## TASK PROMPT:
Show every line from the entries that follow which holds the word "background".

(Records drawn from a dataset)
BEGIN

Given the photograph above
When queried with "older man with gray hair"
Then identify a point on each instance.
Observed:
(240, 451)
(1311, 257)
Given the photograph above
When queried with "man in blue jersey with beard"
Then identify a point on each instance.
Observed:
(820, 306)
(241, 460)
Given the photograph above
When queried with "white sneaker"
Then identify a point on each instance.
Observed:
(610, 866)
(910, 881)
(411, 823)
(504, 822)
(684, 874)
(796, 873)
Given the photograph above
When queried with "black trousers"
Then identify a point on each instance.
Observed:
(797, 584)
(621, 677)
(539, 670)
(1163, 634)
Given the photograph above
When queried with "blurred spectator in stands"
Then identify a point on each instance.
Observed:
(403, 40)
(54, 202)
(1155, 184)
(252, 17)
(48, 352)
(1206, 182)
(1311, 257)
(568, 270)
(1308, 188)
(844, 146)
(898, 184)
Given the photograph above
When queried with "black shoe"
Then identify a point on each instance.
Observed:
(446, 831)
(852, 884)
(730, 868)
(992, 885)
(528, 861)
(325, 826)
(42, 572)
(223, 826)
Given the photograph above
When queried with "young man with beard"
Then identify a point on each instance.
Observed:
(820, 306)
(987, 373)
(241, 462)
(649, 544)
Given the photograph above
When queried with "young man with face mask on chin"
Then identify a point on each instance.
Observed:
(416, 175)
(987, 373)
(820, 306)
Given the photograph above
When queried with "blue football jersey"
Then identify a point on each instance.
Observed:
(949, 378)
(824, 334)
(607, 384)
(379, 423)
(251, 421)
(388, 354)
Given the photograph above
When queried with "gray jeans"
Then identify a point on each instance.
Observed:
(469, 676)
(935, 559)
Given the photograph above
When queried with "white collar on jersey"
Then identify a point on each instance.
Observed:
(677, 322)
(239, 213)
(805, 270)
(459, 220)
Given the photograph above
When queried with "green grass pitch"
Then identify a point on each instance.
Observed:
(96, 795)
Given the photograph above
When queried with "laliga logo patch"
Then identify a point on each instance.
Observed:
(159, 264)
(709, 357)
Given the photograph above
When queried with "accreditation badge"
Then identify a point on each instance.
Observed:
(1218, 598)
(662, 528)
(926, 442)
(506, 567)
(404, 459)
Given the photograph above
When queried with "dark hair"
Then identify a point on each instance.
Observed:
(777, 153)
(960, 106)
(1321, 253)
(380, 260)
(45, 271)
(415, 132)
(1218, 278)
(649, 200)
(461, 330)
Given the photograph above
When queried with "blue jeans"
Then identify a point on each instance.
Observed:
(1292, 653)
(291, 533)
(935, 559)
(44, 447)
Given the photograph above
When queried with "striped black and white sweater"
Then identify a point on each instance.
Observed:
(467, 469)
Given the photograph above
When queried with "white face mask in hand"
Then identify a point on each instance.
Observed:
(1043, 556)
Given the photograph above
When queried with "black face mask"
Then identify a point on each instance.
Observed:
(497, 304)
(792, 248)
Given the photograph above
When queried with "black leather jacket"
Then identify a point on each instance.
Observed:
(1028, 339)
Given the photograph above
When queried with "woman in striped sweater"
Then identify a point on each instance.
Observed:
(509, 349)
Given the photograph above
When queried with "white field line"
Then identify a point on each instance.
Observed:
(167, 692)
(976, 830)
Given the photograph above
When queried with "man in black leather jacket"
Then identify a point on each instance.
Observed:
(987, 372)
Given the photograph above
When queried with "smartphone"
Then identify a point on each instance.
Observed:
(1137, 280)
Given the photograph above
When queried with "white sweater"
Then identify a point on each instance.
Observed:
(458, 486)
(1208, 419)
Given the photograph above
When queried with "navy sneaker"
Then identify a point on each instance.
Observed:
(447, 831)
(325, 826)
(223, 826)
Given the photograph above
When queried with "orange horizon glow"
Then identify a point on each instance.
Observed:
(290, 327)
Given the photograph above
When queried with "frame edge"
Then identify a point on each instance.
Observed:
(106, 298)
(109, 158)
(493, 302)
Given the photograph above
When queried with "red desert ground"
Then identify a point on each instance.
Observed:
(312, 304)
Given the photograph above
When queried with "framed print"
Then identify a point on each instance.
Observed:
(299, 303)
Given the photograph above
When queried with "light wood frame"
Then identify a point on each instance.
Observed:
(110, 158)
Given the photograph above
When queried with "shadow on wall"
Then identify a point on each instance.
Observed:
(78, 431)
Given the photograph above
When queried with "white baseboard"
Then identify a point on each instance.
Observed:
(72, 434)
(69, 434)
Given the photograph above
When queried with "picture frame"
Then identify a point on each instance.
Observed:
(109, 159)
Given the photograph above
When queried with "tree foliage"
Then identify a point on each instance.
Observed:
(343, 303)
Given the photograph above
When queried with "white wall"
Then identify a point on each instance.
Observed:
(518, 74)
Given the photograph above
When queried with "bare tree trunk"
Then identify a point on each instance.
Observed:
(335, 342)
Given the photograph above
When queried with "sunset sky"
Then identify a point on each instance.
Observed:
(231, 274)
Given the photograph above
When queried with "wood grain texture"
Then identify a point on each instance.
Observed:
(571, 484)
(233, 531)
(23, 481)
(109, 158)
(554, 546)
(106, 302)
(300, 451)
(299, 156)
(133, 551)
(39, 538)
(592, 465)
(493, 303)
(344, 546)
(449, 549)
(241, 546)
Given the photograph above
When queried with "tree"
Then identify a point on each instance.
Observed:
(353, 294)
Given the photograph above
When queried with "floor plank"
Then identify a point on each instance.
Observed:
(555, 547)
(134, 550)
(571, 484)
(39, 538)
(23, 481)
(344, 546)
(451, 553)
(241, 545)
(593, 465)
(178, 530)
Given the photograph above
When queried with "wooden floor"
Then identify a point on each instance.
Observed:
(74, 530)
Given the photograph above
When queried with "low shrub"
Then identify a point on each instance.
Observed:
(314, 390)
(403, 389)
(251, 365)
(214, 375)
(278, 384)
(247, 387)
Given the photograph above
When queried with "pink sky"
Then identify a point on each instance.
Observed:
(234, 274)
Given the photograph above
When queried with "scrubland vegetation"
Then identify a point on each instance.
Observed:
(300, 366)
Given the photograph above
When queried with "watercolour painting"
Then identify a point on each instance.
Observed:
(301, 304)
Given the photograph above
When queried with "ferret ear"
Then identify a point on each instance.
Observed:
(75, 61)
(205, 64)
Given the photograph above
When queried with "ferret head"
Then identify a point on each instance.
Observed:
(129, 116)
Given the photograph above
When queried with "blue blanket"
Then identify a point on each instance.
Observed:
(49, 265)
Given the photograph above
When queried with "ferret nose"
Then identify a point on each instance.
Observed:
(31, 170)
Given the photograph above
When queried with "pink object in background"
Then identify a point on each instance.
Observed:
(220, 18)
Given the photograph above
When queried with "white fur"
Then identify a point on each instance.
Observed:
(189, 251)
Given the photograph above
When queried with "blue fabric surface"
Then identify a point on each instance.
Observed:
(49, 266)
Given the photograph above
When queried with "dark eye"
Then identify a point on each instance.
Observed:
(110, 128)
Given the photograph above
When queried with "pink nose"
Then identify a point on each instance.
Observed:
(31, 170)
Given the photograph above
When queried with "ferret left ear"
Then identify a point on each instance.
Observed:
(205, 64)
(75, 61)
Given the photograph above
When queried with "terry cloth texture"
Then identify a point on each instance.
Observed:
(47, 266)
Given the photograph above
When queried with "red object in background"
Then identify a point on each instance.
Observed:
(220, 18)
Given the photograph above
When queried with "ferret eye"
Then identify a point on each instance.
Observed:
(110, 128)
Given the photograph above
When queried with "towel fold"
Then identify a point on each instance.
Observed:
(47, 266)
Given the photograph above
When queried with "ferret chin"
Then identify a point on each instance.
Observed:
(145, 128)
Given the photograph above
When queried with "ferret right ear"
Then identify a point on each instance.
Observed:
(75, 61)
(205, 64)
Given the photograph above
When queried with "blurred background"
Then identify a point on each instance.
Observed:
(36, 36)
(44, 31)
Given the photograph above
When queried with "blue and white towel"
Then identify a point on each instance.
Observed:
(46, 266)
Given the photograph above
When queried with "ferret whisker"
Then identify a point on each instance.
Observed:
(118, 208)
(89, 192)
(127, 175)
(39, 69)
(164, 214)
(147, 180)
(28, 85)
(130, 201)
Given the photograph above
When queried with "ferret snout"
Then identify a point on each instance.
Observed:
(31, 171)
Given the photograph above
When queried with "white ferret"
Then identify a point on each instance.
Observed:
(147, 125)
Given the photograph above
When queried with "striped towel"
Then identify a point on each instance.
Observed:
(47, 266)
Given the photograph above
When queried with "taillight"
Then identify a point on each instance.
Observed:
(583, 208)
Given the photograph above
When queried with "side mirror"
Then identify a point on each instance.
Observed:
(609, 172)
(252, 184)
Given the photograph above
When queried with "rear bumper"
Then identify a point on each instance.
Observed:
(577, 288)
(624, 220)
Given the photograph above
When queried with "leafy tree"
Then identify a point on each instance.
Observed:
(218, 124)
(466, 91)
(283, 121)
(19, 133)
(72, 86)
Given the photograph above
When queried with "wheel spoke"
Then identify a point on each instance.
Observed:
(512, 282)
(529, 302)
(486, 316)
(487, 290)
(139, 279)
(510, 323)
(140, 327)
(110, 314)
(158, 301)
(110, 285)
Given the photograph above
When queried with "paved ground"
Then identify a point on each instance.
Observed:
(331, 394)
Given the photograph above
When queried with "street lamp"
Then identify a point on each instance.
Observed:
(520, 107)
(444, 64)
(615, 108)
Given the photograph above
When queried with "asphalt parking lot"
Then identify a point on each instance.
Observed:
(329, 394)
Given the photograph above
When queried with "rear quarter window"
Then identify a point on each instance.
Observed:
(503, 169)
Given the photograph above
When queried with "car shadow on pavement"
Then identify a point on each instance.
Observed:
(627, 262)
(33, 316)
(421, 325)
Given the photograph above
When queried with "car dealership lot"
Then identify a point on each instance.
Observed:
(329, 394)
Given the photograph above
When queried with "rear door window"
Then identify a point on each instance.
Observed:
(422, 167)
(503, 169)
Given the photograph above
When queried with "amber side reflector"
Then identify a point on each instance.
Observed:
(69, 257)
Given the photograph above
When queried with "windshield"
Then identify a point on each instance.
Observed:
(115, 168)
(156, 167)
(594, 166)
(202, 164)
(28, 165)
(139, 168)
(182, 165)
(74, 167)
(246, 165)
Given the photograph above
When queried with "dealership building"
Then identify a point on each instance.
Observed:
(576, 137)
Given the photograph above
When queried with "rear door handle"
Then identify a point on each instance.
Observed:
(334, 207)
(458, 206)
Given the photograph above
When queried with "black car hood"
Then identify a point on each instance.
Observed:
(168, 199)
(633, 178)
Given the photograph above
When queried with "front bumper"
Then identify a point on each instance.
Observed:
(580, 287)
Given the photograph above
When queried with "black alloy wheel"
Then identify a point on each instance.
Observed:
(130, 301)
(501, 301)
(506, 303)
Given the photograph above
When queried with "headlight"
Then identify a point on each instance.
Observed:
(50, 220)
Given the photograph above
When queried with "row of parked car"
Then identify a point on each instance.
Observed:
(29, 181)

END

## ANSWER SECTION:
When queried with "pink object in background"
When queried with "red object in background"
When queried with "blurred background"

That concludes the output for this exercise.